_WRITTEN INSTRUCTION_
Please locate each line in the data below that contains the word "trousers", and copy those lines out in full.
━━━ DATASET ENTRIES ━━━
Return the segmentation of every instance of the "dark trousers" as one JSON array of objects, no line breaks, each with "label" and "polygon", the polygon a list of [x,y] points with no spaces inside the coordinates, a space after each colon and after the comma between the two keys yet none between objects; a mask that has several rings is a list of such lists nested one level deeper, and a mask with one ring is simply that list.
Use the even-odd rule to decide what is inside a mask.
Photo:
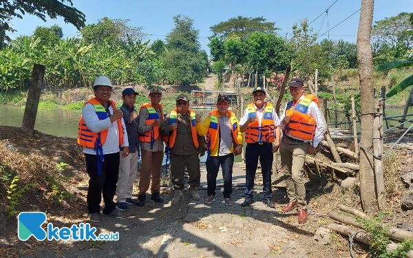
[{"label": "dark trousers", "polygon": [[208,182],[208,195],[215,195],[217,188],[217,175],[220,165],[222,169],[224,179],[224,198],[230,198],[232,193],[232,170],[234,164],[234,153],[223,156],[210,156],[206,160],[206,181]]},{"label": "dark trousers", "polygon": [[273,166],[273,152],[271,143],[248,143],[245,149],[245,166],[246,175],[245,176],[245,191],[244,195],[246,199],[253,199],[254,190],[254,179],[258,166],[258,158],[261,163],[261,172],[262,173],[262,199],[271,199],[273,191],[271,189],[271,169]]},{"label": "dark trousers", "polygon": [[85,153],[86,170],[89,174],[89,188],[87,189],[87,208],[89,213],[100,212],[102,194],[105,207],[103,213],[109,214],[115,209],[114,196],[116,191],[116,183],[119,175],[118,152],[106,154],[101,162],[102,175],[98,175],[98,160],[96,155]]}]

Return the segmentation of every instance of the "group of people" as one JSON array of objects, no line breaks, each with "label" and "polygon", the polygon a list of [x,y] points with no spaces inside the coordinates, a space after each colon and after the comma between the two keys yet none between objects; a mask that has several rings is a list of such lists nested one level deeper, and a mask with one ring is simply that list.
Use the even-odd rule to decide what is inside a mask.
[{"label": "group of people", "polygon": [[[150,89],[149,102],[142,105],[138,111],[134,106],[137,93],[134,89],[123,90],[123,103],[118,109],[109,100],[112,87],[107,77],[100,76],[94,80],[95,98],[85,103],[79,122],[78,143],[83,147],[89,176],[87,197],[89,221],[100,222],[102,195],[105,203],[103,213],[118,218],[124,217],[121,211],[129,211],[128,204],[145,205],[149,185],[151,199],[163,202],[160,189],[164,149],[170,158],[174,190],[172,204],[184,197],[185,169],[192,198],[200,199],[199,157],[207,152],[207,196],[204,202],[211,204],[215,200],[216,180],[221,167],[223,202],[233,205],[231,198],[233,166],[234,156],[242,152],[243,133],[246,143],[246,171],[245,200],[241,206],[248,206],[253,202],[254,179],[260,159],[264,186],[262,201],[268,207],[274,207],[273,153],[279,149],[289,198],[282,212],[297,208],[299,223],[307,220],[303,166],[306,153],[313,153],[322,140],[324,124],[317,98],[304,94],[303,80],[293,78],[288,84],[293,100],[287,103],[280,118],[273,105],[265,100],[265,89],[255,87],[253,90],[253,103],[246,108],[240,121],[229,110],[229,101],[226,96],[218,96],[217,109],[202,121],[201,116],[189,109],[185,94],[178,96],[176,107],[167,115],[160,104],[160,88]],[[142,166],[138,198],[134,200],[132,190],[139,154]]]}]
━━━
━━━ DATASET ENTRIES ━━━
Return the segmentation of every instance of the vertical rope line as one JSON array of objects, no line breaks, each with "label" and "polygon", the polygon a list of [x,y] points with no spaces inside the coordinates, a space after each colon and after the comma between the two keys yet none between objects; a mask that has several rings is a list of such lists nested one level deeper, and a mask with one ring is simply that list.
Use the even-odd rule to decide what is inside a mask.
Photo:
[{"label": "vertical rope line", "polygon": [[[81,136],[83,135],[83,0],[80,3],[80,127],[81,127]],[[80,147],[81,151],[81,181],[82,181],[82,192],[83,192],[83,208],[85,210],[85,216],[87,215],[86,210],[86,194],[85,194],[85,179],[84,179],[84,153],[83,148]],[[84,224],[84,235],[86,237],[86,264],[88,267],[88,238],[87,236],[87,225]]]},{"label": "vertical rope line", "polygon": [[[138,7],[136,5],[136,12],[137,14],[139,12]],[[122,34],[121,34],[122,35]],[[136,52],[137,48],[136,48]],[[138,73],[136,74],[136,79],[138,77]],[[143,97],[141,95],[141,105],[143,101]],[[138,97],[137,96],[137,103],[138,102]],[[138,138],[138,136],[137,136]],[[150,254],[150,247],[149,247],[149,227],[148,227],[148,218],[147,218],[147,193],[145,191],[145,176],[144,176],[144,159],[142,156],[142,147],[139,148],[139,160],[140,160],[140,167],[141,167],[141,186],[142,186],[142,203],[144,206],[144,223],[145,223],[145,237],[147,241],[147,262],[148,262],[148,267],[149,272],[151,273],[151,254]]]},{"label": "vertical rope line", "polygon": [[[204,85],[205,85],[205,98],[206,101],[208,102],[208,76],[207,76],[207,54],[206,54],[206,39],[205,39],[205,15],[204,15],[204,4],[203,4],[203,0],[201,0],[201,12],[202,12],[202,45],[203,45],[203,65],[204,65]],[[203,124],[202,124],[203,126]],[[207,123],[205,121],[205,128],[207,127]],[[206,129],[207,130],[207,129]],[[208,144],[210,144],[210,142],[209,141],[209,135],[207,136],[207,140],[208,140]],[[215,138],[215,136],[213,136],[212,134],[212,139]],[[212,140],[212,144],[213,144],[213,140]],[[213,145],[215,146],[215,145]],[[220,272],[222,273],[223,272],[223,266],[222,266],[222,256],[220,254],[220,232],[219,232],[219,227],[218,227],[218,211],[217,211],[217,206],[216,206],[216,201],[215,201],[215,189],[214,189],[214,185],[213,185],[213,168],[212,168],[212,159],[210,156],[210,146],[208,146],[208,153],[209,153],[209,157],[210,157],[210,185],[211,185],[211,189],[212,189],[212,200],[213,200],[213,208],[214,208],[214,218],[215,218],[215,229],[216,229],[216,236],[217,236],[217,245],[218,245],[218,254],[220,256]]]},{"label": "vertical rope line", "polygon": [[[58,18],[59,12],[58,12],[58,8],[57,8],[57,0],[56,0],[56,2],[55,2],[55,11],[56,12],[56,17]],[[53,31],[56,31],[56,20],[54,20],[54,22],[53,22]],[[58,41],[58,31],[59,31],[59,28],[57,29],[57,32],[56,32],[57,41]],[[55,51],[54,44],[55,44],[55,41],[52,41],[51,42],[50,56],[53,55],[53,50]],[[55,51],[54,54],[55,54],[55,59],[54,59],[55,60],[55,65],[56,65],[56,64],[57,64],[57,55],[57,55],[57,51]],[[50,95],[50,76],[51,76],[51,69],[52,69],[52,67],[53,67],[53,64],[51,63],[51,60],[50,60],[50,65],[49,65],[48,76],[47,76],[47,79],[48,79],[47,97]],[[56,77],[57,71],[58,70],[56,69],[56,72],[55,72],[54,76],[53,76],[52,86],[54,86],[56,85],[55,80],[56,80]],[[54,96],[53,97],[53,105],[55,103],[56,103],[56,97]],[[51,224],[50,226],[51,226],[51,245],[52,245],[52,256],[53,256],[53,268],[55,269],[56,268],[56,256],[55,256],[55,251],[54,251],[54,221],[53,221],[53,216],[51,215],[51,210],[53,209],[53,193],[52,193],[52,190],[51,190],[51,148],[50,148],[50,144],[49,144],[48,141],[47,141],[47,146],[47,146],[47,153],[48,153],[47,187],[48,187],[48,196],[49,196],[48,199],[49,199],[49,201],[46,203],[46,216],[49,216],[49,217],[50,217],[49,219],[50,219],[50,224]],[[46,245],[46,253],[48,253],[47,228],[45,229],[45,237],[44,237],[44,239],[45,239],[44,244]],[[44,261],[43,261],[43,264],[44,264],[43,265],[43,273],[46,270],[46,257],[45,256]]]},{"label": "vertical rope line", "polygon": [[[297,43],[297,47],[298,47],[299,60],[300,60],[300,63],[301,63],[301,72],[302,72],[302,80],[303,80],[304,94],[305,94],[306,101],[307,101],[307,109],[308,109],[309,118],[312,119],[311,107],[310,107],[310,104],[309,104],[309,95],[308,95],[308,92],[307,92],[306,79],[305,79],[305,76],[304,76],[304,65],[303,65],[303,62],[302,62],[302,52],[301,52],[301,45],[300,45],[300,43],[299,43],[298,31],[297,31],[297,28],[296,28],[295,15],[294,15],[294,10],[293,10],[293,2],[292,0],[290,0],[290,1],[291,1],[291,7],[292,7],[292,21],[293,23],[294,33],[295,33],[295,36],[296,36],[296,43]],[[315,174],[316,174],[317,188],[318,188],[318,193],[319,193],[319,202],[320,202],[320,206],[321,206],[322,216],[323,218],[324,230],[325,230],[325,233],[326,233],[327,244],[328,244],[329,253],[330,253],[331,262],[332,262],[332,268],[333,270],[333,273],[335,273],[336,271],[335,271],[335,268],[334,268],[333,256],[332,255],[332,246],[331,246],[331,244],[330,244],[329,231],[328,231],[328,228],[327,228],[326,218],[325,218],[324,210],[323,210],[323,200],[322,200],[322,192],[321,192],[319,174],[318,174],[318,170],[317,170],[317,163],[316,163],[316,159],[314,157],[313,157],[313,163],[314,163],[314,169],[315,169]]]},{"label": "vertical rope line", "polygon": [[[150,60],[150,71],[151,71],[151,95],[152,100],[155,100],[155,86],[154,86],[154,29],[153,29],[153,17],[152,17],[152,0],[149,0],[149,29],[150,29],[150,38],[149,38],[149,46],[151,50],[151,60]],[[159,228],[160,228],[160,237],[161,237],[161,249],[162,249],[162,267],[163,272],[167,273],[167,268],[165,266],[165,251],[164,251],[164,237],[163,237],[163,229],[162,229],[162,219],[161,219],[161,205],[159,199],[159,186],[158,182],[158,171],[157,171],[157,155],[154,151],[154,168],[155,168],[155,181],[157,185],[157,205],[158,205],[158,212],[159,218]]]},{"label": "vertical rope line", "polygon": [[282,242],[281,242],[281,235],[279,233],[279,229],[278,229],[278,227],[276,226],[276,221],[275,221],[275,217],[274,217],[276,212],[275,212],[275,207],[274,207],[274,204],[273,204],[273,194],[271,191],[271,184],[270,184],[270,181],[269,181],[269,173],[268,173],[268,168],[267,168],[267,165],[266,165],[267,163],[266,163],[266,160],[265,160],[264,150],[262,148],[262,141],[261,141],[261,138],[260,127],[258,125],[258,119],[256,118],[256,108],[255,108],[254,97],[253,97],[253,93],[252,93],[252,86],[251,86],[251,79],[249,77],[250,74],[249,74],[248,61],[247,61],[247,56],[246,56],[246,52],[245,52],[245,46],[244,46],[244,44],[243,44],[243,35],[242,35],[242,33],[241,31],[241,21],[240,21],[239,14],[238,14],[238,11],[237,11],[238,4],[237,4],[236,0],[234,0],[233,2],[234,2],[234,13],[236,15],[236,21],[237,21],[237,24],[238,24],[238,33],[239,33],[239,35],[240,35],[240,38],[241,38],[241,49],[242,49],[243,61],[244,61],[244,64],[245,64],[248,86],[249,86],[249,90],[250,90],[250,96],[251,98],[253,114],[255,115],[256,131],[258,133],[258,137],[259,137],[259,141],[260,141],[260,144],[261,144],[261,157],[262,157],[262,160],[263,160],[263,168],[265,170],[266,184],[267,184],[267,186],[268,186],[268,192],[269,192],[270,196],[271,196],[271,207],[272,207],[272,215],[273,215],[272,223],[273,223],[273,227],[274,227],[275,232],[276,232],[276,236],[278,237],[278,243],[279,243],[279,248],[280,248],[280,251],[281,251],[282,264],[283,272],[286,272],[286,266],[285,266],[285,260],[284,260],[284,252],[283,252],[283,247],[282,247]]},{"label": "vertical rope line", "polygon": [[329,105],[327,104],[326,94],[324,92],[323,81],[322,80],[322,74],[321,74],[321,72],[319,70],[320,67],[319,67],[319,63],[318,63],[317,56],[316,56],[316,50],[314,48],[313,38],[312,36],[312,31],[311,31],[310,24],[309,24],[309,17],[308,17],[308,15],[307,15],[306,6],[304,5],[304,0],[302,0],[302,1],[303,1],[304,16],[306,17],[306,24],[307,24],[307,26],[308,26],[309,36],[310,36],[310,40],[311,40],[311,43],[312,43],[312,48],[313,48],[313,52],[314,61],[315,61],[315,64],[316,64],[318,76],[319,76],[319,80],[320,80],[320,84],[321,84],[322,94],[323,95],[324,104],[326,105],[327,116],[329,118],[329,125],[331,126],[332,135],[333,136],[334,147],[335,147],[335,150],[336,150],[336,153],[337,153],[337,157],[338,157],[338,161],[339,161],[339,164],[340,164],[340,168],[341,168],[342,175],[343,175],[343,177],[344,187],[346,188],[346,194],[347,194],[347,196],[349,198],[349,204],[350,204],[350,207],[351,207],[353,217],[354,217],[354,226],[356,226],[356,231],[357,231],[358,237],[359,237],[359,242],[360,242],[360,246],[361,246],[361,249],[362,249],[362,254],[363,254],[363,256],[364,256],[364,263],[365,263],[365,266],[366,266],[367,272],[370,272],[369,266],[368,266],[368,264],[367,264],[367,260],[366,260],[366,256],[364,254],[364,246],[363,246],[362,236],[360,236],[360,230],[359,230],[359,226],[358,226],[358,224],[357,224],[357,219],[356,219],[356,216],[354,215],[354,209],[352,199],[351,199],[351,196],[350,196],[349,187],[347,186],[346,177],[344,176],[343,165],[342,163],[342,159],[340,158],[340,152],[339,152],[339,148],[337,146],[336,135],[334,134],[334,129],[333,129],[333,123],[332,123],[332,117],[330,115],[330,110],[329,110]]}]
━━━
━━━ DATASET ENTRIES ━━━
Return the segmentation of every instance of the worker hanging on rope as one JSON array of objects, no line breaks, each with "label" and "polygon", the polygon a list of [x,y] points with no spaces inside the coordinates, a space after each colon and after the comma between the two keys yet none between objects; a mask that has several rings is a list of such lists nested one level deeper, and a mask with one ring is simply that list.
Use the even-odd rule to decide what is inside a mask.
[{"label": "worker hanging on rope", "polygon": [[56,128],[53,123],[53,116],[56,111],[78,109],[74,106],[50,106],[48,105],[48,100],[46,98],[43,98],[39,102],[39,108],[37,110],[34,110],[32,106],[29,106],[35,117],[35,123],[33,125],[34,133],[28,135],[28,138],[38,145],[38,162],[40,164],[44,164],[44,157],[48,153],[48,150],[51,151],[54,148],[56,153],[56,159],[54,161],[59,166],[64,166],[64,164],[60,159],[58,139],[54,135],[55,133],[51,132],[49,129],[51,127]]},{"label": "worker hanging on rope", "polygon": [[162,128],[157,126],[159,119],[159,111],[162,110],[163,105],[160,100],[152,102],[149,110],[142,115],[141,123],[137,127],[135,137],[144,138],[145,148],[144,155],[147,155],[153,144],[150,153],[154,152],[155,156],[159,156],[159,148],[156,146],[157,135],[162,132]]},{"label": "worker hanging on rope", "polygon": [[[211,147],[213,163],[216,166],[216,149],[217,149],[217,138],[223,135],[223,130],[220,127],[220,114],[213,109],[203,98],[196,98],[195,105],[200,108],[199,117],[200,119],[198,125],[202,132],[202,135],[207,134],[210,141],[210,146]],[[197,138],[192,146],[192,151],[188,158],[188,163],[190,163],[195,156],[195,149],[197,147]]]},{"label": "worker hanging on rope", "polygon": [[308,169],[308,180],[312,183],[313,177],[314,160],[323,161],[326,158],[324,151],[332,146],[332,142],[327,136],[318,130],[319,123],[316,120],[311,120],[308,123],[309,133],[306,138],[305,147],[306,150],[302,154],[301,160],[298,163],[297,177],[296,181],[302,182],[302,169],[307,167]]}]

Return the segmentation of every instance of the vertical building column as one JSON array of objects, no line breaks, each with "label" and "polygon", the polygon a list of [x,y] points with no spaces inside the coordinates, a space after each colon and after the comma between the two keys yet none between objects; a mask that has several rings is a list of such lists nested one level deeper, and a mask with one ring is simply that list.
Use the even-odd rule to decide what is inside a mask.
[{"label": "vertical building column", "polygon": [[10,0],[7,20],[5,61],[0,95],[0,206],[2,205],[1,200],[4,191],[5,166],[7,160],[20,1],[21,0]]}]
━━━
_COMPLETE RESPONSE_
Return the segmentation of every instance of the "dark trousers" as one JSON array of objects, no line breaks, each with "label" and "polygon", the polygon a list of [x,y] points with no spaces inside the coordinates, a space after each colon and after the comma between the two keys yet none between objects; a mask that has several rings is a list of such lists nested one level deeper, and a mask with one ring is simply that list.
[{"label": "dark trousers", "polygon": [[208,182],[208,195],[215,195],[217,188],[217,175],[220,165],[222,169],[224,179],[224,198],[230,198],[232,193],[232,170],[234,164],[234,153],[223,156],[210,156],[206,160],[206,181]]},{"label": "dark trousers", "polygon": [[273,166],[273,152],[271,143],[248,143],[245,149],[245,166],[246,175],[245,176],[245,191],[244,195],[246,199],[253,199],[254,190],[254,179],[258,166],[258,158],[261,163],[261,172],[262,173],[262,199],[271,199],[273,191],[271,189],[271,169]]},{"label": "dark trousers", "polygon": [[85,153],[86,170],[89,174],[89,188],[87,189],[87,208],[89,213],[100,212],[102,194],[105,207],[103,213],[109,214],[115,209],[114,196],[116,191],[116,183],[119,175],[118,152],[106,154],[101,162],[102,175],[98,175],[98,160],[96,155]]}]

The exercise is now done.